*What to produce*. Reproduce the listing below line for line, with no changes, and omit the pictures.

*Supplied material*.
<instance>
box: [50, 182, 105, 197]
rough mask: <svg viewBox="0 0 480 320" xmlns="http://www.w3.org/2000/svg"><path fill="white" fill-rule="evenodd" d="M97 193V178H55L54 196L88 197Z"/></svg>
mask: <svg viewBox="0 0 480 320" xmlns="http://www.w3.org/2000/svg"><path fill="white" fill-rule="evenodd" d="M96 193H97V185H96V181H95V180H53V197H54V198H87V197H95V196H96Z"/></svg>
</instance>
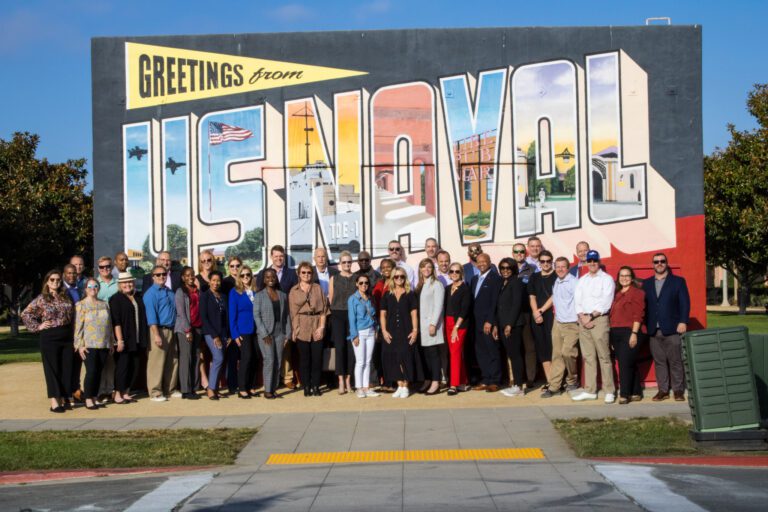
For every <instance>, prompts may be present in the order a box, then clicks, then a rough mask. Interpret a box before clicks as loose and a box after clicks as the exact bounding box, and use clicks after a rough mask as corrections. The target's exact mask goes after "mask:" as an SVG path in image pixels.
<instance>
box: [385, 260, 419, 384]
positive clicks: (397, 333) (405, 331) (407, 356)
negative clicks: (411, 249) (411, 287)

*Written solution*.
<instance>
box: [50, 182, 105, 197]
rough mask: <svg viewBox="0 0 480 320" xmlns="http://www.w3.org/2000/svg"><path fill="white" fill-rule="evenodd" d="M97 193V178H55L54 196L88 197Z"/></svg>
mask: <svg viewBox="0 0 480 320" xmlns="http://www.w3.org/2000/svg"><path fill="white" fill-rule="evenodd" d="M96 193H97V185H96V181H95V180H53V197H54V198H87V197H95V196H96Z"/></svg>
</instance>
For every <instance>, prompts may be present in the order a box, then clicks, then a rough mask. Interpret a box before clicks as loose and a box after clicks as the exact bounding box, and use clicks after a rough mask as corrections. The target's exact mask goes after "mask:" as an SVG path in image pixels.
<instance>
box: [385, 260, 419, 384]
positive clicks: (397, 333) (405, 331) (407, 356)
negative clicks: (411, 249) (411, 287)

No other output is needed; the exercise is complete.